_DIRECTIONS_: Please continue the passage about Kate Webster and Mrs. Thomas from the point where it stops.

It was one of the many stints in police custody, even though she moved around a lot and used
various aliases to disguise herself.
And all the while, her friend Sarah Crease helped by watching and caring for young John.
Something Sarah was an enabler, that she gave Kate the freedom to live her life of crime
without the burden of parenthood, but others view Sarah as a hopeful friend.
She saw a young boy who needed looking after, and she did her best to help out.
She also tried to get Kate a real honest job, something that had the potential to turn
the woman's life around.
In 1879, Sarah's employer asked if there was someone who could do some house cleaning
for a friend of hers, a woman named Julia Martha Thomas.
Mrs. Thomas lived in the Richmond area of London.
She was a widow in her mid-fifties, and had a reputation for being a little strict and
prompt anger.
But it was a job, and Sarah immediately suggested Kate Webster.
The relationship between Webster and Mrs. Thomas began cordially enough, but quickly
devolved into daily arguments.
Webster claimed that Thomas would follow her around and criticize her work, while Mrs.
Thomas claimed Webster came to work drunk most of the time.
Needless to say, it wasn't a match made in heaven, but the two women tried hard to make
it work.

_PROVIDED DATA_:
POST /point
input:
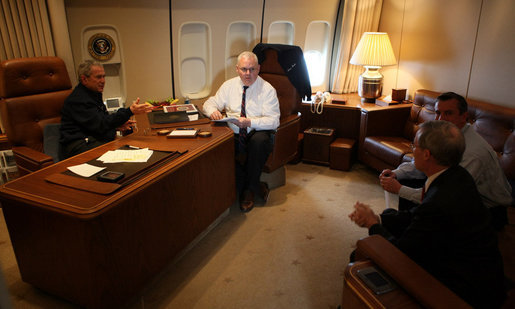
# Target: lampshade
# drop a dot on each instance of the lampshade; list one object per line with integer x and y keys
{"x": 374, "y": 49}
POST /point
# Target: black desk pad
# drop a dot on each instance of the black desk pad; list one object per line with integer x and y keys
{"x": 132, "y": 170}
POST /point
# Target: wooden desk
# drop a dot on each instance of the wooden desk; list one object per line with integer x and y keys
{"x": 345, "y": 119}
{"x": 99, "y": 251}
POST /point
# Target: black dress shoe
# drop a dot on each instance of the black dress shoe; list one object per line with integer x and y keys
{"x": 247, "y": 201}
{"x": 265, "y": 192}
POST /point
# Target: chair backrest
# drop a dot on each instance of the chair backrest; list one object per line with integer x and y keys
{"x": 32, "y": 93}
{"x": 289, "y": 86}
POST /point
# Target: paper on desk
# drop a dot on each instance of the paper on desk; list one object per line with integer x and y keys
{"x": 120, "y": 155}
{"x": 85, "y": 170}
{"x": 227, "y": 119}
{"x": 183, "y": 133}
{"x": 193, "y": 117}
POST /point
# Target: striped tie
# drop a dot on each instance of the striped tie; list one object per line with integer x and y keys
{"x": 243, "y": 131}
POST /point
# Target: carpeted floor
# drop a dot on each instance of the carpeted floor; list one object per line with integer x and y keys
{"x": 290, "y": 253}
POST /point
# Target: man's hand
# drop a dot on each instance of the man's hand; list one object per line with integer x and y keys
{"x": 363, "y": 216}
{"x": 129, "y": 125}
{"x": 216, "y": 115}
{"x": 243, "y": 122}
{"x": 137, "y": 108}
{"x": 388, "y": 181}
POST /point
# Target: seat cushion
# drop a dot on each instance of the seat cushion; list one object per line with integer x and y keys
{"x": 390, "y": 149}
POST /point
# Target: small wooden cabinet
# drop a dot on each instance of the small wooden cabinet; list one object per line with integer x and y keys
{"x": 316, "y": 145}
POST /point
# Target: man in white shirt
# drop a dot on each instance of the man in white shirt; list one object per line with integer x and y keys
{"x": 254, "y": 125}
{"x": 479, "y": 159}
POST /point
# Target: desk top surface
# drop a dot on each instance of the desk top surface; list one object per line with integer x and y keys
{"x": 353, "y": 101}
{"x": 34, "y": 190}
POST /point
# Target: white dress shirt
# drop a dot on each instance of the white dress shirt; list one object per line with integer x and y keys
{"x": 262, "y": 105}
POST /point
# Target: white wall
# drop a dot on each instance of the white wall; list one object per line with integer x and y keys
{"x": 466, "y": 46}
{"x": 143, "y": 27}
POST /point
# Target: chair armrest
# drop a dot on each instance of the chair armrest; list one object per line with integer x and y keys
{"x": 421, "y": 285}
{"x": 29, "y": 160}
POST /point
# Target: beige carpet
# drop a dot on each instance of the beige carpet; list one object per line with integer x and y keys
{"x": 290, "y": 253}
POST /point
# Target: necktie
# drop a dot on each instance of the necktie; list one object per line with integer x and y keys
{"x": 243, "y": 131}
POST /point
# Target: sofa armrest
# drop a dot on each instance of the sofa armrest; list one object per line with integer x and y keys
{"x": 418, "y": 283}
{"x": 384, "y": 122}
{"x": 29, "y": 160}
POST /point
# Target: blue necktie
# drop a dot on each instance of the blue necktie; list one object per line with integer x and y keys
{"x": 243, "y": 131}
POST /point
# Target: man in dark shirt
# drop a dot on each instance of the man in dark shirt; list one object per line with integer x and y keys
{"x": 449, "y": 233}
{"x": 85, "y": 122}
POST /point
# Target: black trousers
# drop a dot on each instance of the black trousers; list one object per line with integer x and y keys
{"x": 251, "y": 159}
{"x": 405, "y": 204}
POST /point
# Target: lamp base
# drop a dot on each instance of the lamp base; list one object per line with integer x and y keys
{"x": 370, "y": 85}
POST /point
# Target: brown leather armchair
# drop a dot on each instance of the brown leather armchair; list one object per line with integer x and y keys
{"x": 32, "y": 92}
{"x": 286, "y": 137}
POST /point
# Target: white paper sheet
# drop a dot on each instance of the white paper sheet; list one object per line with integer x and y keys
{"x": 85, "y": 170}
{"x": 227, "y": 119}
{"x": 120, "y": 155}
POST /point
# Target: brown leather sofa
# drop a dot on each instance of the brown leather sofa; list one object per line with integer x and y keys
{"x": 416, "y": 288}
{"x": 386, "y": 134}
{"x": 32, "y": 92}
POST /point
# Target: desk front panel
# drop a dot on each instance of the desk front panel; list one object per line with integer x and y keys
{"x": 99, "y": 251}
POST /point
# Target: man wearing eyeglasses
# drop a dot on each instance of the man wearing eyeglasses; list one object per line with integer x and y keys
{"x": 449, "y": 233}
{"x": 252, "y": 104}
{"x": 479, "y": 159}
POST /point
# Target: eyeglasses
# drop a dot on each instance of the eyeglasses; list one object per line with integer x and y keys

_EXERCISE RESPONSE_:
After a little over a month, Julia Thomas decided it was time to cut Webster loose.
Kate, to her credit, tried to change.
She begged for just a few more days of employment, and for some unknown reason, Thomas agreed
to the terms.
But the relationship was eating at her like an ulcer, and she couldn't stop thinking
about it.
She thought that Kate was stealing from her, but she didn't have proof yet, and she feared
for her life.
On March 2, 1879, Mrs. Thomas showed up at church, clearly upset.
She just had another argument with Webster, and it had shaken her deeply.
Her friends claimed that Thomas seemed distracted and agitated, and she left early to go attend
to matters at home.
But Kate was waiting for her there.
And this time, they would trade more than angry words.
Julia Thomas thought the house was empty, but went searching for Kate Webster anyway.
They had unfinished business, and it was time Kate found some place else to work.
It was settled, as far as she was concerned, at least.
While Thomas was upstairs in the hallway, Webster stepped out of a dark room and attacked
her employer.
The two women struggled for a moment, and then Kate gave the older woman a shove.
Thomas stumbled down the staircase, where she slammed into the floor below.
Her skull now fractured and bloody.
She began to scream where she lay.
Kate was immediately concerned that the neighbors might hear.
There was a busy pub right next door, and if someone happened to hear the shouting, Kate
was sure to be discovered and arrested.
Launching herself down the stairs, she sat upon the injured woman's chest and began to
squeeze her throat with both hands.
She wanted the screaming to stop.
She needed it to stop.
Then after a few tense moments, it did.
Julia Thomas lay dead on the floor of her own home, and Kate Webster had graduated from
theft to murder in the course of just a few heartbeats.
But Kate was stronger than her fears, and she knew she had to act fast.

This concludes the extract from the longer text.